DIRECTIONS>
Rewrite the lines from the one with "Put one marker on each instance of the river in this" up to and including the final line, changing "Target" to "Object" and leaving all else as it is. Omit the pictures.

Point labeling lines
— START —
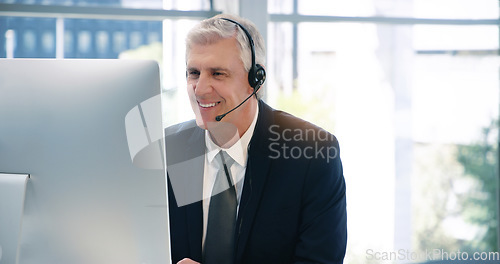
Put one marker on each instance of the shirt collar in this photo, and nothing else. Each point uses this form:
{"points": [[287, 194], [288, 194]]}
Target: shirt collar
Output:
{"points": [[239, 150]]}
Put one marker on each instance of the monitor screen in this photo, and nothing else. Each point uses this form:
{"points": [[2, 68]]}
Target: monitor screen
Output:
{"points": [[89, 134]]}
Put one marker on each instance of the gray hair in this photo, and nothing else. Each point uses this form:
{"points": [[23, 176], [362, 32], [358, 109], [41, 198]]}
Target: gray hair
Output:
{"points": [[213, 29]]}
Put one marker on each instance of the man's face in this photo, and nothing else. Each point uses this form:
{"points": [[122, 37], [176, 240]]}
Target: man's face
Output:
{"points": [[217, 82]]}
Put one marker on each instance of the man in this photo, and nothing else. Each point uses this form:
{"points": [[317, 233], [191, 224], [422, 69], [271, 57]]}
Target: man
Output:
{"points": [[284, 175]]}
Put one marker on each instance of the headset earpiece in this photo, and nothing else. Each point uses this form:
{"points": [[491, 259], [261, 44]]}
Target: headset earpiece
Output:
{"points": [[256, 74]]}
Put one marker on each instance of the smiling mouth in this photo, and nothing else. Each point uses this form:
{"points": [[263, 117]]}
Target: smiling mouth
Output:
{"points": [[208, 105]]}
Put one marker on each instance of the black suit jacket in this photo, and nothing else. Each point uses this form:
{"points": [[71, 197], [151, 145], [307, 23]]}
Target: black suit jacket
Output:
{"points": [[293, 205]]}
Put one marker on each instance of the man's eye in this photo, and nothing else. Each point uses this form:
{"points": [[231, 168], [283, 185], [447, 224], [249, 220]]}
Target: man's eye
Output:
{"points": [[218, 74], [193, 74]]}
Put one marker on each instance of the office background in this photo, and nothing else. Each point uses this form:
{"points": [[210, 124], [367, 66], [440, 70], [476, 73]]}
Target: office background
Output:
{"points": [[410, 88]]}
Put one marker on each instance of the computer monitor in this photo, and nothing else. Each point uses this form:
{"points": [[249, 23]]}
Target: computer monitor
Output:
{"points": [[88, 132]]}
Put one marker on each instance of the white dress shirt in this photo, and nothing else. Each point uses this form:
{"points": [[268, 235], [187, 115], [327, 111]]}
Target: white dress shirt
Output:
{"points": [[239, 153]]}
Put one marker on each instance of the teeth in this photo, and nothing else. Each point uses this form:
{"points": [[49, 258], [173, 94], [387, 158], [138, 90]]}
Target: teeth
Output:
{"points": [[207, 105]]}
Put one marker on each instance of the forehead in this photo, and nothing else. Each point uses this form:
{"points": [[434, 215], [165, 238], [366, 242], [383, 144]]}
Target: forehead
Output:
{"points": [[224, 52]]}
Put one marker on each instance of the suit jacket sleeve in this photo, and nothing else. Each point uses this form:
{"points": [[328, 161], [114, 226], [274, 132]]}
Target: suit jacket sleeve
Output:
{"points": [[323, 229]]}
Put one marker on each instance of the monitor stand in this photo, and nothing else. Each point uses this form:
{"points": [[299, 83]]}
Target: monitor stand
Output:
{"points": [[12, 193]]}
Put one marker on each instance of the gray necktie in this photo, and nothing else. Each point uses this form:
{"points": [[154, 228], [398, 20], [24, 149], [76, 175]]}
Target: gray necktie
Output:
{"points": [[219, 241]]}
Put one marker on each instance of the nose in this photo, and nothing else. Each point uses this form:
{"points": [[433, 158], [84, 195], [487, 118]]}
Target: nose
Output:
{"points": [[203, 85]]}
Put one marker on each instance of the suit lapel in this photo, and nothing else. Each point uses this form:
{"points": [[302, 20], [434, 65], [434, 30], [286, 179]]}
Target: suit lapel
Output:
{"points": [[185, 149], [194, 211], [255, 178]]}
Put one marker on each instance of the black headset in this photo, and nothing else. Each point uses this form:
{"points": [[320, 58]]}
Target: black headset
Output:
{"points": [[256, 74]]}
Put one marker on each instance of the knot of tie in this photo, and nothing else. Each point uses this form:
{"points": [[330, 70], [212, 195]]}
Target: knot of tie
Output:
{"points": [[219, 241]]}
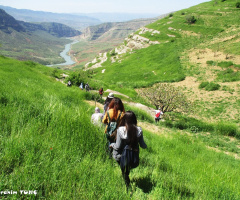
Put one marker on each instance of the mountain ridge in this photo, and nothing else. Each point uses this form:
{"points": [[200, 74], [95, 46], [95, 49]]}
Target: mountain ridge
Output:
{"points": [[40, 42], [74, 21]]}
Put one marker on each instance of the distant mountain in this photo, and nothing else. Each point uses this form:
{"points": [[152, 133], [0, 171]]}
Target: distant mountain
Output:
{"points": [[40, 42], [75, 21], [116, 30], [120, 17], [7, 22]]}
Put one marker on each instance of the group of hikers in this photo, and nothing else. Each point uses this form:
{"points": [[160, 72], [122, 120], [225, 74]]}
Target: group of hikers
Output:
{"points": [[123, 135], [87, 87]]}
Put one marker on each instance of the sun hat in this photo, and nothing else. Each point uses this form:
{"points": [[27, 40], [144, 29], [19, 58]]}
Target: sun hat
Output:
{"points": [[97, 110], [111, 95]]}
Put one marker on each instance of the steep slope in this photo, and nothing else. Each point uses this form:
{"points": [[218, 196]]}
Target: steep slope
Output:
{"points": [[37, 42], [173, 37], [74, 21], [7, 23], [114, 30], [190, 48]]}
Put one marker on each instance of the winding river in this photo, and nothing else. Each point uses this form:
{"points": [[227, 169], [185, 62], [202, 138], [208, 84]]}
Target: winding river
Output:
{"points": [[64, 54]]}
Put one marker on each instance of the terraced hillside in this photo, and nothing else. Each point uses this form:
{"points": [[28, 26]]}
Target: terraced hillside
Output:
{"points": [[189, 48]]}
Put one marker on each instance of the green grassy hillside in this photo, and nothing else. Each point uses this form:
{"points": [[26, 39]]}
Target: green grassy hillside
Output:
{"points": [[197, 50], [215, 20], [48, 145]]}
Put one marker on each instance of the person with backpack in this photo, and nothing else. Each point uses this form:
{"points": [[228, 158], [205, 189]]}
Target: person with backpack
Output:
{"points": [[97, 117], [100, 92], [69, 84], [107, 102], [126, 147], [158, 114], [112, 119], [87, 87]]}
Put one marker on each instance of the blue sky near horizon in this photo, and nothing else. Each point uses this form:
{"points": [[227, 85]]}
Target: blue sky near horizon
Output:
{"points": [[104, 6]]}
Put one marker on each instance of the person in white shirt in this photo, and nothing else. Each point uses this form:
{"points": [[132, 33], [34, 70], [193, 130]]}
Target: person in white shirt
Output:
{"points": [[96, 118]]}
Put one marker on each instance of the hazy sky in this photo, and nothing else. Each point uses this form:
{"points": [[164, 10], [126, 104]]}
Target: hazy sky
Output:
{"points": [[93, 6]]}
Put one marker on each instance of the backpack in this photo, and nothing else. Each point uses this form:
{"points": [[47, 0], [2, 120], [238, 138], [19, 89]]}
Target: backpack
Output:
{"points": [[129, 158], [157, 115], [112, 126]]}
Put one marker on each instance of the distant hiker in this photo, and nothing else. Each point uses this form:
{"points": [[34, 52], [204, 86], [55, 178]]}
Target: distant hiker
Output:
{"points": [[87, 88], [69, 84], [107, 102], [114, 114], [126, 147], [158, 115], [81, 86], [100, 92], [97, 117]]}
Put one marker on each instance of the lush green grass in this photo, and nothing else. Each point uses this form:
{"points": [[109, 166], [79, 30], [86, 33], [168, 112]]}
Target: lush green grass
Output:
{"points": [[162, 63], [39, 47], [48, 144]]}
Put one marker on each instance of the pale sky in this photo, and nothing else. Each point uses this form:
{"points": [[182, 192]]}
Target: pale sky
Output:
{"points": [[107, 6]]}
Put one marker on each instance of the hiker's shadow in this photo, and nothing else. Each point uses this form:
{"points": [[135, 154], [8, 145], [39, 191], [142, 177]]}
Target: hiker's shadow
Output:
{"points": [[145, 184]]}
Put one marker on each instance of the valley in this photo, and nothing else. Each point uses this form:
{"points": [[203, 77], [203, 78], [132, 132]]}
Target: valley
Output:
{"points": [[186, 62]]}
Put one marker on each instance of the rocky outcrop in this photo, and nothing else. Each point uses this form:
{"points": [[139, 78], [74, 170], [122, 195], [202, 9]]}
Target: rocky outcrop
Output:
{"points": [[8, 23], [133, 42], [55, 29]]}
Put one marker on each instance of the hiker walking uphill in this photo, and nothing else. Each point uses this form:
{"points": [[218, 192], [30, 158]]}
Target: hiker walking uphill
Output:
{"points": [[87, 87], [96, 118], [100, 92], [107, 102], [158, 114], [126, 147], [114, 114]]}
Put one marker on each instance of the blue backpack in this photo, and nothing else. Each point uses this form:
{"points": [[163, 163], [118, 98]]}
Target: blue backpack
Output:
{"points": [[129, 158]]}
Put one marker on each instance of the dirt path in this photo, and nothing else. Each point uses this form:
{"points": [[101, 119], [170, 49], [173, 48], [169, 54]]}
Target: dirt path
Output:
{"points": [[153, 128]]}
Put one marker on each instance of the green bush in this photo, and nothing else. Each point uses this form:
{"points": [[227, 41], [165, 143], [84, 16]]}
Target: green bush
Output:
{"points": [[238, 5], [228, 75], [210, 62], [212, 86], [227, 129], [225, 64], [190, 19], [203, 84]]}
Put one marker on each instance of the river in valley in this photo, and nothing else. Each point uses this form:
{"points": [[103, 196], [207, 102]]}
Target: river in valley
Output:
{"points": [[64, 54]]}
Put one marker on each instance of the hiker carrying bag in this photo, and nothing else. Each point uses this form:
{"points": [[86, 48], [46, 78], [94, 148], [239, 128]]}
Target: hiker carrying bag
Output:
{"points": [[112, 126], [129, 158]]}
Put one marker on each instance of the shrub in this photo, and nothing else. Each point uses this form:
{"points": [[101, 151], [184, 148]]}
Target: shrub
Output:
{"points": [[212, 86], [209, 86], [225, 64], [203, 85], [210, 62], [226, 129], [190, 19]]}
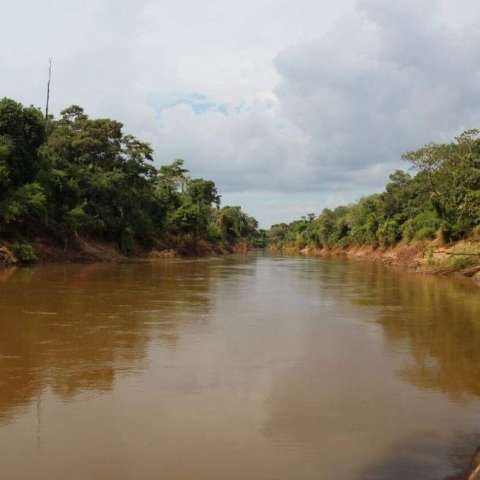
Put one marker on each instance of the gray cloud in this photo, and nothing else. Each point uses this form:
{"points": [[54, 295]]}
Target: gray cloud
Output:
{"points": [[282, 105]]}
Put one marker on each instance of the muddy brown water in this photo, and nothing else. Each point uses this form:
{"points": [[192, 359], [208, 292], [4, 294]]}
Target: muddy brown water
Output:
{"points": [[256, 367]]}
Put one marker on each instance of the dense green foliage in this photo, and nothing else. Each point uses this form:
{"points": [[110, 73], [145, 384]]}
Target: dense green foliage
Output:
{"points": [[442, 197], [85, 177]]}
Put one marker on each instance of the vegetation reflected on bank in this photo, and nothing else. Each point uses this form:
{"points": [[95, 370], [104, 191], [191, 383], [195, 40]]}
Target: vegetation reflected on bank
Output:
{"points": [[81, 178]]}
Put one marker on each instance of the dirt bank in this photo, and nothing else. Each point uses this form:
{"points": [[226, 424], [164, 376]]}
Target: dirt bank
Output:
{"points": [[460, 258], [83, 250]]}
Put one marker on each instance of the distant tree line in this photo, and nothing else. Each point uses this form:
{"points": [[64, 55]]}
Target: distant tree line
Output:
{"points": [[440, 198], [86, 178]]}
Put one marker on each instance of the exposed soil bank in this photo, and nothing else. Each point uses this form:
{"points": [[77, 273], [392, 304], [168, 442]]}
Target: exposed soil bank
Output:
{"points": [[85, 250], [461, 258]]}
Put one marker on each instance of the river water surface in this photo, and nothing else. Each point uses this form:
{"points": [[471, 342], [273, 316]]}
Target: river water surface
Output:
{"points": [[257, 367]]}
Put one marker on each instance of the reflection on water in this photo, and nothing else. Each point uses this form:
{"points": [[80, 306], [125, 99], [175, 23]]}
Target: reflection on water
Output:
{"points": [[243, 367]]}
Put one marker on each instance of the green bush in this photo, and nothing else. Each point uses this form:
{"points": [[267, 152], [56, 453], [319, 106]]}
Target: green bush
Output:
{"points": [[24, 252]]}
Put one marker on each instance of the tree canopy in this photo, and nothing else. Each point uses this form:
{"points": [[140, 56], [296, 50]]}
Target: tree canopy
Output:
{"points": [[79, 176]]}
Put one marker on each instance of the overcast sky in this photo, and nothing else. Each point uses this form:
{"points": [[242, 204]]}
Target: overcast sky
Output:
{"points": [[289, 106]]}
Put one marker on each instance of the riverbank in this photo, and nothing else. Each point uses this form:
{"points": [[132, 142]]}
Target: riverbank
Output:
{"points": [[460, 258], [83, 250]]}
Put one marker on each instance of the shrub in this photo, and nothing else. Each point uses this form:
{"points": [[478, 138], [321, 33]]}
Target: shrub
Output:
{"points": [[24, 252]]}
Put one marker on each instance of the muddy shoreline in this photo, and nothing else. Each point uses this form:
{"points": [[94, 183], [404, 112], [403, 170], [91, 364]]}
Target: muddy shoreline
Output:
{"points": [[422, 257]]}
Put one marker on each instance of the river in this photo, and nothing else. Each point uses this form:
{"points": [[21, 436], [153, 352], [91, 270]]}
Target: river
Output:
{"points": [[257, 367]]}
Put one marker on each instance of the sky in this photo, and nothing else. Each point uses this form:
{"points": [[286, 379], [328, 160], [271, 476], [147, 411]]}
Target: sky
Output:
{"points": [[289, 106]]}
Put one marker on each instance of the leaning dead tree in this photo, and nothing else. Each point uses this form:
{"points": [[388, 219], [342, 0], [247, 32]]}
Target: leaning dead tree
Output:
{"points": [[48, 90]]}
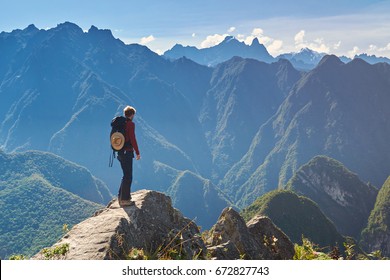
— END —
REPLY TO THE TASK>
Put one marker on each instance of the river in this photo, and nothing else. Each point uses this form:
{"points": [[21, 436], [153, 352], [91, 270]]}
Object: river
Output:
{"points": [[257, 367]]}
Put one marker on each instance of the sky in this photo, and nothing else. Each point uses this form:
{"points": [[286, 379], [328, 160], [271, 476], [147, 411]]}
Object: sky
Output:
{"points": [[289, 106]]}
Put one marker on each instance of the leaning dead tree in this photo, and nothing else. Each point uses this form:
{"points": [[388, 219], [342, 0], [247, 32]]}
Object: leaning dead tree
Output:
{"points": [[48, 90]]}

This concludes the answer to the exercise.